[Start of INPUT ROWS]

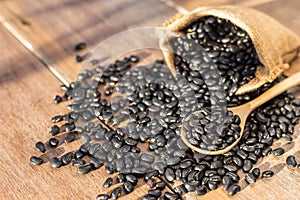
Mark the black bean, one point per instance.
(278, 151)
(291, 161)
(80, 46)
(96, 163)
(53, 142)
(266, 151)
(250, 178)
(227, 182)
(57, 99)
(156, 193)
(84, 169)
(267, 174)
(128, 187)
(171, 196)
(169, 175)
(40, 147)
(233, 189)
(131, 178)
(78, 161)
(161, 185)
(54, 130)
(115, 194)
(57, 118)
(247, 166)
(134, 58)
(70, 137)
(173, 160)
(79, 58)
(151, 174)
(66, 159)
(36, 160)
(55, 162)
(108, 182)
(256, 172)
(147, 158)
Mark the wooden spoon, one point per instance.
(244, 110)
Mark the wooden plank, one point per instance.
(54, 27)
(27, 89)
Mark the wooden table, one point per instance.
(37, 40)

[End of INPUT ROWS]

DIRECTIONS: Copy every line of the material from the line containing "Mark the wooden plank, one" through the end of the material, both included, multiplying each coordinate in the answers by 2.05. Round each result to the nearest whole number, with halves rounded up.

EXERCISE OUTPUT:
Mark the wooden plank, one point per instance.
(111, 55)
(55, 182)
Mark the wooden table, one point per instance.
(76, 82)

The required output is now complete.